BEGIN TASK INPUT

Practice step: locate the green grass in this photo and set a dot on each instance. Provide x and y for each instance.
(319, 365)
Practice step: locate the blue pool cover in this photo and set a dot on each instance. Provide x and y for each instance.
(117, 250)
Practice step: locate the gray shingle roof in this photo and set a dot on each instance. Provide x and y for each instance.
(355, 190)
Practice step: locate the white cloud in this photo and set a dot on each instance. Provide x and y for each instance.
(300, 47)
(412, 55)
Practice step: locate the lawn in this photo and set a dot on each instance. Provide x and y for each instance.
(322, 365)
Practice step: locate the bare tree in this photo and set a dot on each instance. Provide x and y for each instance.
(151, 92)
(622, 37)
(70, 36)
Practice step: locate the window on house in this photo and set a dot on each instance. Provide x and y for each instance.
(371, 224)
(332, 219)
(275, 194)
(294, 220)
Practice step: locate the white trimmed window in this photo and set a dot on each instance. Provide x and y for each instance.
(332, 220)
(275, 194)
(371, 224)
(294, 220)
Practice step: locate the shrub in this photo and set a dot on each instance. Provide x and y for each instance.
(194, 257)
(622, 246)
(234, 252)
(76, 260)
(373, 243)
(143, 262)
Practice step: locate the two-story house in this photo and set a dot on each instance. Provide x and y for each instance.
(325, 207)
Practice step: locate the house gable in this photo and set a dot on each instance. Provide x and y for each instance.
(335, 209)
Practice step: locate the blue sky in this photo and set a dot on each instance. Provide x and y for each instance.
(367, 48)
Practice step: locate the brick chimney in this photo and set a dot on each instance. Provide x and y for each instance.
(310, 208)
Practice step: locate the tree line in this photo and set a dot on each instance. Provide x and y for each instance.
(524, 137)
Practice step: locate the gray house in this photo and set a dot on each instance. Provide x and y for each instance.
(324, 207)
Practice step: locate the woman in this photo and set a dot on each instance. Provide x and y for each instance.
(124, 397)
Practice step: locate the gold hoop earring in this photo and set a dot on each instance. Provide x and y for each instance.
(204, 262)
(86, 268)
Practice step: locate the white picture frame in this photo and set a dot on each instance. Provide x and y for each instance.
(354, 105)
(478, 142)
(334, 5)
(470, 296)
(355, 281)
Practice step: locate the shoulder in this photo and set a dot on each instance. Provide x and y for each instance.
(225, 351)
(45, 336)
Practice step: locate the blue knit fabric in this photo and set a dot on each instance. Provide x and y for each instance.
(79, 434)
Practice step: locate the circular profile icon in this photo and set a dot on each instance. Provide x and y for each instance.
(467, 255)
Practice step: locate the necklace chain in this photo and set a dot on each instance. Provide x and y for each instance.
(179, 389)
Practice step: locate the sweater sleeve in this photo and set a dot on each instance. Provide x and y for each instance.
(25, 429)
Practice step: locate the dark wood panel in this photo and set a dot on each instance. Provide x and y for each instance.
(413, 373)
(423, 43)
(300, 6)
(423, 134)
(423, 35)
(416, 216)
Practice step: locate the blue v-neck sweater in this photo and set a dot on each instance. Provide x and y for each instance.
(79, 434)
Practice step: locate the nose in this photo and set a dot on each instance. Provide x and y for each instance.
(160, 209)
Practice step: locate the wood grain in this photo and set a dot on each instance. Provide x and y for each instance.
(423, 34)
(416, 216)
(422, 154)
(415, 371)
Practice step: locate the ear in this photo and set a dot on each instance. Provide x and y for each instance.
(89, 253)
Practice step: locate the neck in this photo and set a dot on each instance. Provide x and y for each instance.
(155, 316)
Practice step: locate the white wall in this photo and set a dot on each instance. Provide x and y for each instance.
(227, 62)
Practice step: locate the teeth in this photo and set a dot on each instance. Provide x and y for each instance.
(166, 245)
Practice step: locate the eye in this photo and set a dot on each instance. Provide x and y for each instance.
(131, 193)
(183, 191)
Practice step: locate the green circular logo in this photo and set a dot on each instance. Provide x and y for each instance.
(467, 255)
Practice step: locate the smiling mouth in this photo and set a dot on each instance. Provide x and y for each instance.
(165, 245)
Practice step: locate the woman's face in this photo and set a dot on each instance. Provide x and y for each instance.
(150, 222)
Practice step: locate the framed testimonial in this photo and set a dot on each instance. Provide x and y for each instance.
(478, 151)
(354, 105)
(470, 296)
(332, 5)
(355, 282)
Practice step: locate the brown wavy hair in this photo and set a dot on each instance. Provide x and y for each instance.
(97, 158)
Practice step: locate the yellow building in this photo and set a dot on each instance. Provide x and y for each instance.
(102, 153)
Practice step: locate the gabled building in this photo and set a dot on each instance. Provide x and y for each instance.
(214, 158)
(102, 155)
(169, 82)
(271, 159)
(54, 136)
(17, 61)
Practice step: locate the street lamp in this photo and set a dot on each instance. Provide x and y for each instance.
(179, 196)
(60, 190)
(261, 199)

END TASK INPUT

REQUIREMENTS: Reproduce all of the entries above word for word, keeping them in their original order.

EXERCISE OUTPUT:
Practice step: locate the green grass in this photo and set a dot on each instance. Provide x and y for each instance.
(319, 365)
Practice step: locate the blue pool cover in this photo and set a dot on each instance. Provide x and y for each instance.
(117, 250)
Practice step: locate the gray shingle roof in this photo and set a dot on each instance. Provide x and y for each instance.
(355, 190)
Practice step: locate the white cloud in this photo and set a dot on each instance. Provide x and y for each instance.
(300, 47)
(412, 55)
Practice step: locate the lawn in this photo and set a dot on each instance. Provide x and y for each instance.
(322, 365)
Practice step: locate the bare tree in this photo and set a dot on each instance. Provide x and y for each instance.
(151, 92)
(622, 37)
(70, 36)
Practice step: locate the window on house in this photo and set a dot on each instance. Provide x and y for each instance.
(371, 224)
(332, 219)
(275, 194)
(294, 220)
Practice step: locate the white trimmed window in this photo and set a dot on each instance. Provide x and y for each instance.
(332, 220)
(275, 194)
(371, 224)
(294, 220)
Practice step: locate the shrub in this photo and set a dot on each instance. Provide x and y for each instance.
(194, 257)
(622, 246)
(234, 252)
(76, 260)
(373, 243)
(143, 262)
Practice step: locate the two-story house in this photo and set a dot on each instance. Provide x and y for each instance.
(325, 207)
Practice step: locate the house gable in this photo and set a dot on each instance. Provide x and y for each instance.
(335, 209)
Practice step: locate the blue sky in this photo and set a dot on each instance. Provide x and y for each instance.
(367, 48)
Practice step: locate the brick chimney in this photo and set a dot on each instance. Provide x and y for each instance.
(310, 208)
Practice step: locate the tree line in this photo and set a dot on each instance. Provide x and y for each instance.
(524, 137)
Practice step: locate the gray house in this photo and set a dot on each instance. Provide x and y for each instance.
(324, 207)
Practice step: locate the woman in this photo and set a dot on each instance. Provide x and y for each instance.
(124, 397)
Practice step: locate the gold hoop earring in this photo and set a dot on each instance. Provide x and y for each instance.
(204, 262)
(86, 268)
Practice step: locate the white picture frame in this photo and set a dot on each instance. Provide x and y for each instance.
(354, 105)
(478, 142)
(334, 5)
(470, 296)
(355, 281)
Practice step: locate the shoulder in this photo and set a dot on each instance. Provide x and y for each instance.
(225, 351)
(45, 336)
Practice step: locate the blue knit fabric in this photo and set a dot on each instance. Provide x and y for each instance.
(79, 434)
Practice step: locate the circular profile icon in this photo and set a dot on each instance. Provide x and y for each instance.
(467, 255)
Practice step: locate the necklace chain in this photo and set a dot on each instance. Provide x and y for each instance.
(179, 389)
Practice step: locate the sweater sleeve in this photo and set a dot on each instance. Provide x and y for each instance.
(25, 429)
Practice step: locate the dark wood panel in this photo and set a dot on each instance. Provide x and y for each instance.
(413, 373)
(423, 43)
(300, 6)
(423, 134)
(423, 35)
(416, 216)
Practice step: locate the blue v-neck sweater in this photo and set a dot on each instance. Provide x and y for each instance.
(79, 434)
Practice step: locate the nose in this photo and set a dot on each instance. Provide x and y for each instance.
(160, 209)
Practice step: locate the wood grain in this photo and set a dot on each instance. Provide x and y for each instance.
(423, 34)
(416, 216)
(422, 154)
(415, 371)
Practice step: locate the ear in this photo and set a dot on each instance. Provide x and y for each instance.
(89, 253)
Practice step: locate the neck in this photo and set a dot on each instance. Provide x and y for each instance.
(155, 316)
Practice step: locate the white wall in this photo and set a dot on each instance. Provide x and y for each instance.
(227, 62)
Practice step: locate the teeth in this photo and set a dot on each instance. Provide x and y for each instance.
(166, 245)
Practice step: locate the eye in this photo and set a dot on each instance. Provide x and y for each instance.
(131, 193)
(183, 191)
Practice step: locate the green circular logo in this photo and set a dot on each instance. Provide x and y for each instance.
(467, 255)
Practice step: locate the smiling mouth in this photo and set a dot on each instance. Provide x and y for each instance.
(165, 245)
Practice step: locate the woman's face in this photo and set a dot on each instance. Provide x and y for each instance.
(150, 222)
Practice step: locate the framed testimonial in this photo and set a dot on each instance. Provide x and y for each instance.
(478, 151)
(354, 105)
(470, 296)
(332, 5)
(355, 282)
Practice step: locate the brown wavy hair in this photo and set a dot on each instance. Provide x and y for each instance.
(97, 158)
Practice step: locate the yellow building in this photo and set a dot on each instance. Provide x and y for each instance.
(102, 153)
Practice step: locate the gabled building in this photo and set a dot on each instance. Provide x and y for each instance.
(214, 158)
(102, 155)
(169, 82)
(271, 159)
(54, 136)
(17, 61)
Practice step: locate the street lamp in this photo and set a dot on each instance. Provide x and y for each instance.
(179, 196)
(60, 190)
(261, 199)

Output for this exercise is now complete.